Write out the whole text about singing with dementia patients, word for word.

*TEXT SHOWN*
____

It’s been awhile since I’ve written anything about the amazing and delightful dementia patients I sing with and to. Every time I visit, I come away smiling and humbled. So let me tell you about a few of them.
First of all, there is the lovely Alice, who is always alert and very happy to have me come in and sing. Although she tells me that she can’t sing herself, as soon as I start with one of the classic hymns, she is belting it out at the top of her lungs with gusto and enthusiasm. Not necessarily on key, but that is of absolutely no importance when we’re making our “joyful noise” together! She often asks if I know her parents, whom she believes are living there where she is. She loves talking about her father – a farmer – who works so hard, and about how he and her mother met at the University of Texas. She always asks me to tell them hello when I see them, and I always ask her to do the same.

____

*DATA TO EXAMINE*
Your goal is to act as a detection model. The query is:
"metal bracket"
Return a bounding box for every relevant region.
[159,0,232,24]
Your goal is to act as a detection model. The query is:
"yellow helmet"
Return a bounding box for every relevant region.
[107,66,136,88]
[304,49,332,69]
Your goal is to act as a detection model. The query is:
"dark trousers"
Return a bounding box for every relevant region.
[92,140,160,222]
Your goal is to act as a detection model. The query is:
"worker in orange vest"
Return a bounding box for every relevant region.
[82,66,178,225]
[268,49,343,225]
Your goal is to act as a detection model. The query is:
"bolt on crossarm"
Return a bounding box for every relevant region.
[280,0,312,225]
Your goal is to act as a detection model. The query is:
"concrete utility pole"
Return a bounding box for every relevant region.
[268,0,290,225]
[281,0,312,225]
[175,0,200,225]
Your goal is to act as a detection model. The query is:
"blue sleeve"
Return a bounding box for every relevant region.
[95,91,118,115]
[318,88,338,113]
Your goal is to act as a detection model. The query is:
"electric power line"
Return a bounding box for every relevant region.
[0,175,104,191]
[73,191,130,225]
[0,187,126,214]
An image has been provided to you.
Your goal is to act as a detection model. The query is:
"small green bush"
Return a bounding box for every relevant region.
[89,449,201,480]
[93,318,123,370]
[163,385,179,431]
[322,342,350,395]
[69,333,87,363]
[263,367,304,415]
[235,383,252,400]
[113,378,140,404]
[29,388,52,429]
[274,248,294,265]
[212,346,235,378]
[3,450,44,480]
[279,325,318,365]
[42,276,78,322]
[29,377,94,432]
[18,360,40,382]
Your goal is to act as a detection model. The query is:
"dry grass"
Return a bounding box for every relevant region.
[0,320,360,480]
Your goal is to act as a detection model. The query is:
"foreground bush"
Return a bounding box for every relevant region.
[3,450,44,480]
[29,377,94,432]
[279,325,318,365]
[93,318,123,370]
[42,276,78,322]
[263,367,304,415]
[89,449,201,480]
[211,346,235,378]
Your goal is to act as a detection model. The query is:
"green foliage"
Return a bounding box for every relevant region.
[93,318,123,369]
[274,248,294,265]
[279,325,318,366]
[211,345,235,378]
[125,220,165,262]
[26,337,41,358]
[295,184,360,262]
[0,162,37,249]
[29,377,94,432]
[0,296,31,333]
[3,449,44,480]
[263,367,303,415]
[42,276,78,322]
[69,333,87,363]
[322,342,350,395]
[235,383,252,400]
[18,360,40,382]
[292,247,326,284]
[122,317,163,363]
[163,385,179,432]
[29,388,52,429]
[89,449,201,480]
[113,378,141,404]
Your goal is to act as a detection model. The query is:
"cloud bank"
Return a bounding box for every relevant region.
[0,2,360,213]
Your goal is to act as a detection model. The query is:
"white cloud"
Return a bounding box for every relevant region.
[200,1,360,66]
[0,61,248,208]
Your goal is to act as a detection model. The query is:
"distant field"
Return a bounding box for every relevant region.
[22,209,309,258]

____

*EXERCISE SOLUTION*
It’s been awhile since I’ve written anything about the amazing and delightful dementia patients I sing with and to. Every time I visit, I come away smiling and humbled. So let me tell you about a few of them.
First of all, there is the lovely Alice, who is always alert and very happy to have me come in and sing. Although she tells me that she can’t sing herself, as soon as I start with one of the classic hymns, she is belting it out at the top of her lungs with gusto and enthusiasm. Not necessarily on key, but that is of absolutely no importance when we’re making our “joyful noise” together! She often asks if I know her parents, whom she believes are living there where she is. She loves talking about her father – a farmer – who works so hard, and about how he and her mother met at the University of Texas. She always asks me to tell them hello when I see them, and I always ask her to do the same.